:: Extrait du document ::
Loin des Chevaliers d'Émeraude qui connaissent un succès extraordinaire en France, avec 1,8 million de copies vendues, la nouvelle série d'Anne Robillard prend la forme d'un petit manuel d'ésotérisme, un concentré de ses propres croyances. Rencontre avec une adepte des anges déterminée à ne pas se faire plumer.

Les mondes fantastiques qu'invente Anne Robillard font l'objet d'un culte qui la dépasse elle-même.

Des fans donnent le nom de ses personnages à leurs enfants. D'autres souhaitent se marier dans les costumes des Chevaliers d'Émeraude, que revêtent les comédiens qui l'accompagnent lors d'événements publics.

Certains lui ont même demandé de créer une religion, ce qu'elle a refusé tout net. «Dès qu'il y a un chef, ce n'est pas une religion, c'est une secte. Et je ne veux pas être ce chef!»

Une trentaine de jeunes filles ont voulu aussi inventer une religion autour d'une des déesses de sa série. «Je leur ai dit qu'elles n'avaient pas compris mon oeuvre. On respecte tous les dieux. Un Chevalier d'Émeraude, c'est un serviteur du peuple en entier, pas juste d'un dieu, pas juste d'une personne.»
:::
# Travail demandé
1. Dans l'article sur Anne Robillard, relevez toutes les démarches de fans ou d'admirateurs qui y sont rapportées.
2. Rédigez la suite de l'article sur Anne Robillard en partant de sa dernière phrase.
:: Données fournies ::
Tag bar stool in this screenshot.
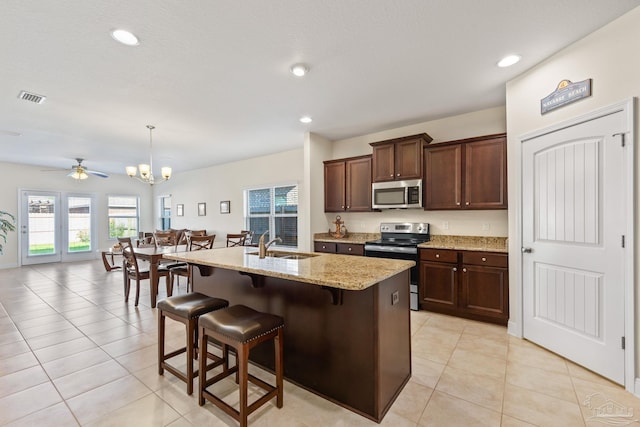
[158,292,229,395]
[198,305,284,427]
:::
# Résultats attendus
1.
- Des fans donnent le nom de ses personnages à leurs enfants.
- D'autres souhaitent se marier dans les costumes des Chevaliers d'Émeraude.
- Certains lui ont demandé de créer une religion.
- Une trentaine de jeunes filles ont voulu inventer une religion autour d'une des déesses de sa série.

2.
Un jour, elle a reçu un appel d'une dame de la Rive-Sud dont le mari mourant souhaitait connaître la fin de la série des Chevaliers. Le problème, c'est que l'auteure était en train de l'écrire. Anne Robillard est donc allée au chevet du lecteur et lui a raconté le dernier tome. Il est mort quelques jours plus tard. Sa femme a rappelé pour annoncer que son mari était parti heureux, disant qu'il allait «retrouver le chevalier Wellan sur les grandes plaines de lumière».

Faut-il s'en étonner? La nouvelle série d'Anne Robillard, Les ailes d'Alexanne (trois tomes prévus pour l'instant), est un concentré de ses propres croyances ésotériques: anges, réincarnation, âmes nouvelles et âmes soeurs. Les Éditions Guy Saint-Jean le présente comme un roman pour adolescents bien qu'elle l'ait écrit, il y a 20 ans, en songeant aussi aux adultes. Par l'écriture, elle voulait s'expliquer à elle-même la mort de sa soeur Josée, survenue 10 ans plus tôt. Elle a cherché des réponses qui lui convenaient dans différentes religions et ouvrages ésotériques.

La résurrection des corps à la fin des temps? C'est beaucoup trop loin! «Beaucoup de gens ont peur de la mort, de la vie. Ils ne savent pas ce qu'ils font ici. C'est une ébauche de réponse. Il n'y a pas un grand trou après. On va continuer à vivre de l'autre côté. C'est un livre réconfortant, très doux», explique-t-elle.

On y suit l'apprentissage d'une adolescente qui découvre ses dons de fée au contact de sa tante, qui l'a recueillie à la mort de ses parents. Elle se retrouve à la campagne, loin de tout, avec un oncle plutôt sauvage, rescapé d'une secte, qui rôde aux alentours.

Ce nouveau roman est aussi un peu un pari. Ses lecteurs la suivront-ils dans un univers d'anges et de fées qui aident les morts à regagner l'au-delà? Il y a ici beaucoup moins d'action que dans Les Chevaliers d'Émeraude, ou que dans la série A.N.G.E, qui parlait de l'Apocalypse.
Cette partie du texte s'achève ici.